=== Document segment ===

Hmmmm sounds like the paragraph I just finished reading in........ Understanding exposure  

That's a great book I'm starting with. Def a recommended read


----------



## MTVision (Aug 30, 2011)

RebeccaAPhotography said:
			
		

> Hmmmm sounds like the paragraph I just finished reading in........ Understanding exposure
> 
> That's a great book I'm starting with. Def a recommended read



I'm glad it sounded familiar. I was sitting in the car writing it but I didn't have the book. I was hoping I had it right!


----------



## Hoodat Whatzit (Aug 30, 2011)

DiskoJoe said:


> 1. go take some portraits. do a close up, a half body shot, and a full body shot.
> 2. take a picture of a flower, a tree and a building/house
> 3. go find a reflection: water, glass, cement
> 
> once you find all of theses post them back and ill give you some feed back.



Okay... so I've been reading a lot on this forum and I know there are many opportunities for members to respond to photo challenges, contests, etc.

===

Task objective: Copy out the forum thread from the words that begin "## MTVision (Aug" and stop after "had it right!", renaming "car" to "truck" throughout.

=== Data listing ===

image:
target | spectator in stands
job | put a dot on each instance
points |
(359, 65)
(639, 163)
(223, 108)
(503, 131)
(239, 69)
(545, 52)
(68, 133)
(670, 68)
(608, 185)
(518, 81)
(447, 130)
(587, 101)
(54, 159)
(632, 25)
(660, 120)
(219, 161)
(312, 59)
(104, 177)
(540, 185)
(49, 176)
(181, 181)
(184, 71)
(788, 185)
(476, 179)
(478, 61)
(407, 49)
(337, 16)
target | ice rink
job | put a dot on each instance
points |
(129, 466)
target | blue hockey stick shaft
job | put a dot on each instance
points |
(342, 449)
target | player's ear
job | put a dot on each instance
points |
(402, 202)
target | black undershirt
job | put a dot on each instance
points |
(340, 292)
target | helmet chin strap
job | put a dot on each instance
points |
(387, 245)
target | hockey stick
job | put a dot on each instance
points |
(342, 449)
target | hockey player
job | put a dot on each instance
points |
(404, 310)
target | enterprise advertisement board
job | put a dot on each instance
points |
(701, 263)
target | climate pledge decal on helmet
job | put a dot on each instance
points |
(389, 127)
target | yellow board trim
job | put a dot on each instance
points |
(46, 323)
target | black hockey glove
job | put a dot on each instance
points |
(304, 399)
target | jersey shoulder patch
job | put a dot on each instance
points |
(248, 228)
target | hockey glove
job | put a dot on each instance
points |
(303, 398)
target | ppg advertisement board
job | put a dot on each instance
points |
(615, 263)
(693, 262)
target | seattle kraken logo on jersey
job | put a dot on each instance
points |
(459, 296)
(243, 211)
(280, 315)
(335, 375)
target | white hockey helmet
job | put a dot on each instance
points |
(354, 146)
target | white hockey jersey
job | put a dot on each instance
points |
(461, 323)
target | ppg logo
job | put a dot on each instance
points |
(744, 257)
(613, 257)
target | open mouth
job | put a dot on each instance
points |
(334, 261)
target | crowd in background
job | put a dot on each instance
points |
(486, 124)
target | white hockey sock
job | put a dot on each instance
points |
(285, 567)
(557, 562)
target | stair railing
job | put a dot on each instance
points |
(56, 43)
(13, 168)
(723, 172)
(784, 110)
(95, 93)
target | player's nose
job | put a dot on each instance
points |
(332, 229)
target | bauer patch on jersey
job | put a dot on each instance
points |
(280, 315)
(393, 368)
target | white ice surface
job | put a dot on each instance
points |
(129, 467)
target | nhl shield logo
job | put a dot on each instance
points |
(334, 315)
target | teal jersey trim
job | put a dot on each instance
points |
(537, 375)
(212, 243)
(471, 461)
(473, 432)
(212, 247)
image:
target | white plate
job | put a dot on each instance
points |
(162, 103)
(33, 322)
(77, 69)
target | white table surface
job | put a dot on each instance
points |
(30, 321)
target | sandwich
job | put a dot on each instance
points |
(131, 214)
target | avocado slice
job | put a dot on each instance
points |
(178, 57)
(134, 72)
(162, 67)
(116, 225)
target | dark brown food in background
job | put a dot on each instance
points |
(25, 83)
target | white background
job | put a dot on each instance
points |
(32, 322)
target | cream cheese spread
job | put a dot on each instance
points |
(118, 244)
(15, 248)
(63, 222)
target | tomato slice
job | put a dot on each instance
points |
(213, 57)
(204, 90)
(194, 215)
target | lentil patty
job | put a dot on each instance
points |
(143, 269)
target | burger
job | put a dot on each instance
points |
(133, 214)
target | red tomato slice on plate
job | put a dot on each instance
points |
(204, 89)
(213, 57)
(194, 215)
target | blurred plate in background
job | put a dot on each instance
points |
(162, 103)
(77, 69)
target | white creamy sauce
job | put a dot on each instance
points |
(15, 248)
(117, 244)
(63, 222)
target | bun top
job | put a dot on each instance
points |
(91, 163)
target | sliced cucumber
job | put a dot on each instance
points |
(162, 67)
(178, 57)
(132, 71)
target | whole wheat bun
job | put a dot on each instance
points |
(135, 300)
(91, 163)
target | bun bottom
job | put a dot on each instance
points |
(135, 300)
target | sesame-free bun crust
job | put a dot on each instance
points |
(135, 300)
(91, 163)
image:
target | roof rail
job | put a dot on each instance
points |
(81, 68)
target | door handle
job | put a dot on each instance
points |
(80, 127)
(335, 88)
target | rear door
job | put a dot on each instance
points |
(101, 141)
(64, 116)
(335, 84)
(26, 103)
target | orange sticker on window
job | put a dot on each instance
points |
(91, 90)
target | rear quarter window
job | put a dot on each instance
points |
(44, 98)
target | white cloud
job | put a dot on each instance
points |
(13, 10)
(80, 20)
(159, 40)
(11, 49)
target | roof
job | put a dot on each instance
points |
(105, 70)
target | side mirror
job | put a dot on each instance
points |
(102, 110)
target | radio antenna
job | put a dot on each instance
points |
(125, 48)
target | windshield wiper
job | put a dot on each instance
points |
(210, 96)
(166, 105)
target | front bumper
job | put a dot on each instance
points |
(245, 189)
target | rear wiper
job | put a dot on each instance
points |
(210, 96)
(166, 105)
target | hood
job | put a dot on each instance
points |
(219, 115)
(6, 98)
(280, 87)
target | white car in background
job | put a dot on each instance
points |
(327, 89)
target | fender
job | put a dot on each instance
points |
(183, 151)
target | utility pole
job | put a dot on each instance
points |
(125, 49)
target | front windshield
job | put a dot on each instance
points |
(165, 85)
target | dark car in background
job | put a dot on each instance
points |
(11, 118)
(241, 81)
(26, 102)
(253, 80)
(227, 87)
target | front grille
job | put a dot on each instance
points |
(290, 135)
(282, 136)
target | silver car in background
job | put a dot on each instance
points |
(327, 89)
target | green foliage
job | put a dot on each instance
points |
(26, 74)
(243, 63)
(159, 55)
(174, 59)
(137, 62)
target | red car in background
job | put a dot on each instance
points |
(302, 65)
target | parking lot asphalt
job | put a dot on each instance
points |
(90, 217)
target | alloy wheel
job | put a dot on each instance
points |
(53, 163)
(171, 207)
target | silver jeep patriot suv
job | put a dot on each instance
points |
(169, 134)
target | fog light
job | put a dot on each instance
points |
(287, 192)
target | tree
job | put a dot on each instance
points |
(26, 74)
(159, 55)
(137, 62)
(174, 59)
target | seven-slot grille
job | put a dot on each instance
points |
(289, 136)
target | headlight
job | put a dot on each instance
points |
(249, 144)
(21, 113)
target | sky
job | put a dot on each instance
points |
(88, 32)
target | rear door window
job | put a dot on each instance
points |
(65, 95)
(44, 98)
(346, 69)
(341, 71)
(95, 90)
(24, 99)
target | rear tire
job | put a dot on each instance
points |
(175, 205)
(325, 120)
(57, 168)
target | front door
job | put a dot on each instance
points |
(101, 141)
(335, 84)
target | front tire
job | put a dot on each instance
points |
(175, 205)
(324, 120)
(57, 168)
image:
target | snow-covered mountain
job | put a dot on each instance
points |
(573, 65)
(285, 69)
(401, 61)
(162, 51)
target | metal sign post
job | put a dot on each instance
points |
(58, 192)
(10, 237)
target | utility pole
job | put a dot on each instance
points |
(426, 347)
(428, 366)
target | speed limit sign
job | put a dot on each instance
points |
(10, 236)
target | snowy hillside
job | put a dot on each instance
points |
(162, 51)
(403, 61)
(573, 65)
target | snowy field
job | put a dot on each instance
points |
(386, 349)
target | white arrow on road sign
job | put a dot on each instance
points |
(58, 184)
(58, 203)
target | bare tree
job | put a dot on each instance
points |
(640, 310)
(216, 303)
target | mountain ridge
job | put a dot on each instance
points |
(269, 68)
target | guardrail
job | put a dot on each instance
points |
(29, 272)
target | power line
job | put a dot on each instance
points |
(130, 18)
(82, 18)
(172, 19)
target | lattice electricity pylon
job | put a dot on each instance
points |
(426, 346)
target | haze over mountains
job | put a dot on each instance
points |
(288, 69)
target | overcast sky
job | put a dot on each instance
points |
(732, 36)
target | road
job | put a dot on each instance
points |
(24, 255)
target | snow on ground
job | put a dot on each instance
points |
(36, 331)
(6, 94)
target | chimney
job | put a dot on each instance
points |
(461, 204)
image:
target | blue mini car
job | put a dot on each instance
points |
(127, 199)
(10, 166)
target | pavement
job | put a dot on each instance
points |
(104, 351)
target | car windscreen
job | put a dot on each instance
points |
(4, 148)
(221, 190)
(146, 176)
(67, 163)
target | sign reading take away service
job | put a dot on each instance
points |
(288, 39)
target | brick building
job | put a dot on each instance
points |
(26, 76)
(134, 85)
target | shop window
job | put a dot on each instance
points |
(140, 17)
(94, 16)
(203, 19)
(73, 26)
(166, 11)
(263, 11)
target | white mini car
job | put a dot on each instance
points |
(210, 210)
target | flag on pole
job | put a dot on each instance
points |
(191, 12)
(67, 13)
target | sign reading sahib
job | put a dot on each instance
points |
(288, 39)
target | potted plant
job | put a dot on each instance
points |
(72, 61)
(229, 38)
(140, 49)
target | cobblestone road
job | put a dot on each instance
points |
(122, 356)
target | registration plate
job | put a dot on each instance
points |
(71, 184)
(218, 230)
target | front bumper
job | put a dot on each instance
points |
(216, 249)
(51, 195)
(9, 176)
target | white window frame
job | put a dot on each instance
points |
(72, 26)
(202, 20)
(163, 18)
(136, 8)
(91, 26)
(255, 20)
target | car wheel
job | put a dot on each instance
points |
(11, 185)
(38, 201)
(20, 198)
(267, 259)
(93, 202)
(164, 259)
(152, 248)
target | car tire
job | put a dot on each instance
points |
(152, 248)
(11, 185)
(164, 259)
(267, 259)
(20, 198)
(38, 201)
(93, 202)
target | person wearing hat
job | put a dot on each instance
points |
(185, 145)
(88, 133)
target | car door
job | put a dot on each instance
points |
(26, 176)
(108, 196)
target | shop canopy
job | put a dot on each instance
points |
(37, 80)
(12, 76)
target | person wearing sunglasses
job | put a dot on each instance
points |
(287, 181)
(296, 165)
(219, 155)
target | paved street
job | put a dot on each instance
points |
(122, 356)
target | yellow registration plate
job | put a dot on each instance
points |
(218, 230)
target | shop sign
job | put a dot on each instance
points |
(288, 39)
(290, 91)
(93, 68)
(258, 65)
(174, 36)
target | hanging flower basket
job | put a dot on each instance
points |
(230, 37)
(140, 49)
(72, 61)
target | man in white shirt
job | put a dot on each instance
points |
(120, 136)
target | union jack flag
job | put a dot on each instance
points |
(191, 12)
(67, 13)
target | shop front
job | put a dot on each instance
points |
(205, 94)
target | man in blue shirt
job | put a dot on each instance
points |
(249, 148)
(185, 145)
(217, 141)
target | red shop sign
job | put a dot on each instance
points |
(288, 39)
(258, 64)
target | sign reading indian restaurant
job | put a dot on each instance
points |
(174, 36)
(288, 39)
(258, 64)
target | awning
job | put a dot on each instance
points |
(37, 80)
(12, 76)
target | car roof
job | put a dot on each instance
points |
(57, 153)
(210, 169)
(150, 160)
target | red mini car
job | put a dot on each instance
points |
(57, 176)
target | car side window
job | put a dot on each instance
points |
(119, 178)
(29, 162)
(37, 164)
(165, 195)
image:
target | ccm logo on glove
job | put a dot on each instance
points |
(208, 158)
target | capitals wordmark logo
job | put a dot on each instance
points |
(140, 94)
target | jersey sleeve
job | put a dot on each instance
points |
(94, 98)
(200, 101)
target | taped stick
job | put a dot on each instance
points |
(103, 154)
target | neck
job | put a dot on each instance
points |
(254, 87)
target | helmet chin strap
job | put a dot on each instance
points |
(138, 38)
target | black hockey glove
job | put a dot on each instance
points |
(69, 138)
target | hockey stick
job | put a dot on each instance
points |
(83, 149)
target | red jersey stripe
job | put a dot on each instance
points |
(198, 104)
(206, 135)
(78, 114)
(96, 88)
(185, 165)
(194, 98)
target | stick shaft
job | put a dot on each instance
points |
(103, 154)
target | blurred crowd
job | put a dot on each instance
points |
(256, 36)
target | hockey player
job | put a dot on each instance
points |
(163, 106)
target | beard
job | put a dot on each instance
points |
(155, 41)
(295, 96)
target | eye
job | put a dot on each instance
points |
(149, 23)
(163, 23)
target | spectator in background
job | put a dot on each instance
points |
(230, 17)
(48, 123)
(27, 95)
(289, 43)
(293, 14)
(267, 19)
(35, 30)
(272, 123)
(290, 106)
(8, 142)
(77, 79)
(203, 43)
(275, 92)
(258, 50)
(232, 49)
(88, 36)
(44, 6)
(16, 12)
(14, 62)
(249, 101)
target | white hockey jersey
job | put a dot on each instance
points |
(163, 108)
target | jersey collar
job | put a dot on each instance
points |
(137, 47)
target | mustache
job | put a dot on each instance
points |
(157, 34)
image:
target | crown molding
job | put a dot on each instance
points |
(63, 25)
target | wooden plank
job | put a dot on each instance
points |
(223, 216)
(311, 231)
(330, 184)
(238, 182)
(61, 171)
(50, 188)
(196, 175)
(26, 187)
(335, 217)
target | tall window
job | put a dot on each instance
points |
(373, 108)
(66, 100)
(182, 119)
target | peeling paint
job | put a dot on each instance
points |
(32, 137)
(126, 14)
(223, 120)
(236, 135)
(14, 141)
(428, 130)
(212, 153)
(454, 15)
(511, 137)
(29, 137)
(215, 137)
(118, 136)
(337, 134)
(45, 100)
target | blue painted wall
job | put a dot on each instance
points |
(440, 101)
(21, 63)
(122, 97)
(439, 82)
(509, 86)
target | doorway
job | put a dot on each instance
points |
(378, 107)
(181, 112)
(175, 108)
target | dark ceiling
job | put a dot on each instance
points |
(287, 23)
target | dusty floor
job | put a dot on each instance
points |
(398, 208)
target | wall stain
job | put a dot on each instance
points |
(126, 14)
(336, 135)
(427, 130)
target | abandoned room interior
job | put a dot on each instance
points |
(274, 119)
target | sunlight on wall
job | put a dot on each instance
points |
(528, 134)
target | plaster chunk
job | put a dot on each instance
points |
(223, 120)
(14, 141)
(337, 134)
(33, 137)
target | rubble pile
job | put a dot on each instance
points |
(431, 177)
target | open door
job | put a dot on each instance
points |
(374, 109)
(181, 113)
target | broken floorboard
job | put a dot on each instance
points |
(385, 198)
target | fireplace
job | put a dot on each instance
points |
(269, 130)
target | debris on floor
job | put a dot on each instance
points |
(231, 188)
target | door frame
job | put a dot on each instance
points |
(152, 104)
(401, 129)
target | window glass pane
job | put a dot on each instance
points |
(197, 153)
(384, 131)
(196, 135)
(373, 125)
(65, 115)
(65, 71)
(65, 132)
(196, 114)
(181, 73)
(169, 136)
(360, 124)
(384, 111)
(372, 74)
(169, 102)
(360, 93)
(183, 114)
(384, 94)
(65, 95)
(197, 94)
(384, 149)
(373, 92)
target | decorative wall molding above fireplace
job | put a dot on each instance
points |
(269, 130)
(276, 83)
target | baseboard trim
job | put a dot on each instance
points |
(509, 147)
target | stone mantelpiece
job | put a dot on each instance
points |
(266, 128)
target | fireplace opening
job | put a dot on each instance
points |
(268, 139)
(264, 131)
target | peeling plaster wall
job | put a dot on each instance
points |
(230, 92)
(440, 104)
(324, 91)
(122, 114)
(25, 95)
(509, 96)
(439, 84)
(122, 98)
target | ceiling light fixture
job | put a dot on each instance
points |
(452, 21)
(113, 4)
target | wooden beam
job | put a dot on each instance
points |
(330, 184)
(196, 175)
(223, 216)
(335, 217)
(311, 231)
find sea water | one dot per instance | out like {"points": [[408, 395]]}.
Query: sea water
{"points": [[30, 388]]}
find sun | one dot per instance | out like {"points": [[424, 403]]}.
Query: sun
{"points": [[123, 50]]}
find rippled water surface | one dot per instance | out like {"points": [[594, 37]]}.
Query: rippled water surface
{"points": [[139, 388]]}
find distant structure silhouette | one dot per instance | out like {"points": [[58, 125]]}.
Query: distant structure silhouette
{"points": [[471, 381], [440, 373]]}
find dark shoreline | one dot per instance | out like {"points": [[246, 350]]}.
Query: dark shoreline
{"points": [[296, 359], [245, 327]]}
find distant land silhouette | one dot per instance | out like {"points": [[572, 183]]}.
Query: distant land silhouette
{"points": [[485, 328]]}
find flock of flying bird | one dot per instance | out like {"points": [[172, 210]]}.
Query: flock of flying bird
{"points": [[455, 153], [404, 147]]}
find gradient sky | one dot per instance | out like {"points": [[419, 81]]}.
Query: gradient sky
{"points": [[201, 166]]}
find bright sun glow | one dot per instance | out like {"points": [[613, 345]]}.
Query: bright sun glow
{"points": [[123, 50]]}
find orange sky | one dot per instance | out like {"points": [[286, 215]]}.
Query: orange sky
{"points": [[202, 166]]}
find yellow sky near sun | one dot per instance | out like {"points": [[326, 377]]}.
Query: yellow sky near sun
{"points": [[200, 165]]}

===

The completed task:
## MTVision (Aug 30, 2011)

RebeccaAPhotography said:
			
		

> Hmmmm sounds like the paragraph I just finished reading in........ Understanding exposure
> 
> That's a great book I'm starting with. Def a recommended read



I'm glad it sounded familiar. I was sitting in the truck writing it but I didn't have the book. I was hoping I had it right!